» DOCUMENT SECTION
☆ ☆ ☆ ☆ ☆ ☆ ☆
Unfortunately, however, it’s the Austrian school, which preaches despair and demands no action at all, that has the most effective political champion and the most dedicated followers.

The Austrian school does not preach despair. If anything, it does the reverse – it says the way that a society can be returned to prosperity is by getting government out of the way. Yes, recessions are evil, but they are a necessary evil. If government allowed them to occur, instead of artificially maintaining factor prices and bailing out bad business, the despair would be mitigated and the economy could return to growth on secure foundations.

Most Western economies have been subject to massive stimulus spending and monetary “easing”, more often than not without success. The proponents of this economic activism seem to be blind to its failures, and in response demand more and more intervention. I’m forever curious as to what they would view as discrediting their economic outlook – just how much money must be confiscated by taxation or the printing press before they realise borrowing your way out of debt and spending your way out of recession doesn’t work?

 

 

Europhile to the Core

I can do little better than link to this post on the Telegraph‘s blog section, criticizing the Deputy Prime Minister Nick Clegg for attacking the House of Lords for being undemocratic whilst speaking unfalteringly in support of his own special interest, the unelected bureaucrats at the European Commission.
☆ ☆ ☆ ☆ ☆ ☆ ☆
» DATA PROVIDED
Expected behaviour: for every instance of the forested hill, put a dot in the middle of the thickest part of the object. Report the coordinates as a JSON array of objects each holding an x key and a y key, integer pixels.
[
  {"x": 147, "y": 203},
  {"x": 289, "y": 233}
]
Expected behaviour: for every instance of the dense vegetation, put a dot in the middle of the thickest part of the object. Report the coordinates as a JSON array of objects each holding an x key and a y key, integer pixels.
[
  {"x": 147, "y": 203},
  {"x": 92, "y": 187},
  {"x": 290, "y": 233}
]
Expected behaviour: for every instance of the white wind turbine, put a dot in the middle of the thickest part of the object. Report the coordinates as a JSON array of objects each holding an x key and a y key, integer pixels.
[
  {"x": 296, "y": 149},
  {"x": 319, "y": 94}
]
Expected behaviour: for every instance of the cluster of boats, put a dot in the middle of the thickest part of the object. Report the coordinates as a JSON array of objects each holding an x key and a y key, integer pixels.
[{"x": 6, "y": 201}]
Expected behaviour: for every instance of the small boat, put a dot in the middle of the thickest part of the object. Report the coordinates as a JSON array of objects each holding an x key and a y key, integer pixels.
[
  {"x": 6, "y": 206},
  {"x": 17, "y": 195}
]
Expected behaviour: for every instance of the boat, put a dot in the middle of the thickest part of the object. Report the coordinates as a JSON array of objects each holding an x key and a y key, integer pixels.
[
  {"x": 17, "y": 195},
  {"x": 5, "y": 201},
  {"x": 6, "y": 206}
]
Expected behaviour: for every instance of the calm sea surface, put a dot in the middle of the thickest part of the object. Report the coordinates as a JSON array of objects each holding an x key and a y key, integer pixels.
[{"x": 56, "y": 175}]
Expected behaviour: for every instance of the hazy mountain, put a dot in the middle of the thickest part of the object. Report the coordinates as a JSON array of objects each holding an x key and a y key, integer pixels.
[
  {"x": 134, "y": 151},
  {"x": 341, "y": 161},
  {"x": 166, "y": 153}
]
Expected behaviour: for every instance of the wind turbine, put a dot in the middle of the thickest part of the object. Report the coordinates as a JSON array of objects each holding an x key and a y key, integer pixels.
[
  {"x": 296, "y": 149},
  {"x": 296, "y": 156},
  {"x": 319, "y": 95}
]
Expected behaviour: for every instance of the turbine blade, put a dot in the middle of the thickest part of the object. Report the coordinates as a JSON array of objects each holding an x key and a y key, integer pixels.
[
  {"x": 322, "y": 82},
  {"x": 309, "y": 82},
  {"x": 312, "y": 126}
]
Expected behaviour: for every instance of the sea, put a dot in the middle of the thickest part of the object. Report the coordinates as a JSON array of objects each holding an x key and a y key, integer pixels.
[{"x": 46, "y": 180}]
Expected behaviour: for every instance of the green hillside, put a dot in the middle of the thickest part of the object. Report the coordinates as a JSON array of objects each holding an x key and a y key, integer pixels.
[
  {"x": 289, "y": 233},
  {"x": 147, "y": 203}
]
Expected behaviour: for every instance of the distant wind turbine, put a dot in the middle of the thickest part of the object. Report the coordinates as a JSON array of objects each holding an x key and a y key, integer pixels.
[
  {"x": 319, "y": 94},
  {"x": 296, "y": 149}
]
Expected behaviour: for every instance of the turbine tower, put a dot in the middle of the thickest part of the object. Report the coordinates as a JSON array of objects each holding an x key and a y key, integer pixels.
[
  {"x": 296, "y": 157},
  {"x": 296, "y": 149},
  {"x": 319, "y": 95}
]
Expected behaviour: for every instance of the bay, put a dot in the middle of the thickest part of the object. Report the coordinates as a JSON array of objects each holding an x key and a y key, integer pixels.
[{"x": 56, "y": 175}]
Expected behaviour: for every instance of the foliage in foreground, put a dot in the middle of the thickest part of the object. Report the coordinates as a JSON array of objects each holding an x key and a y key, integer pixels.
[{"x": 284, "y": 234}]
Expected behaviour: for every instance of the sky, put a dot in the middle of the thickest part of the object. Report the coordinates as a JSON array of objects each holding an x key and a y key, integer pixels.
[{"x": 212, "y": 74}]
☆ ☆ ☆ ☆ ☆ ☆ ☆
» TASKS AND EXERCISES
a - Render this sentence from the blog post in Spanish: "Yes, recessions are evil, but they are a necessary evil."
b - Please carry the blog post on the Austrian school and Nick Clegg forward from its final sentence.
The listing has no connection to the blog post.

» ANSWERS BY TASK
a - Sí, las recesiones son un mal, pero son un mal necesario.

b -
It was not the Lords who decreed that many fishermen will be prohibited from going to sea for more a one day a week, nor which helps itself unasked to money from our taxpayers. Nor was it we who imposed requirements on our NHS to employ foreign doctors unable to speak English and which discriminate against British born and trained young doctors. Like the restrictive employment laws which are now costing jobs here in Britain all these interferences in our country and many more come from the apparatus in Brussels of which Mr Clegg is a one-time employee.

So we might ask our Deputy Prime Minister: “What about the Eurocrats?” Are they not a closed society in which power is entrenched in the hands of an unaccountable elite? Indeed, so much power that they have recently carried out coups d’état against the elected governments of Greece and Italy.

Crazy-nomics?

Two points stand out after watching via iPlayer Stephen Sackur’s interview with Marine le Pen, leader of the French Front National, for the BBC’s Hardtalk.

  •  Ms le Pen proposes to repeal laws that restrict the Banque de France lending to the government at low interest rates, removing her country from international financial markets. The same financial markets that have forced eurozone leaders to accept that they saved too little in the good times and spent too much in the bad and enact policies to bring their fiscal policies to more sustainable levels. In short, she proposes opening the door to massive government deficits that ultimately come at the expense of the people who are forced to pay the money back through taxes or, as is more likely, through having their spending power reduced by inflation.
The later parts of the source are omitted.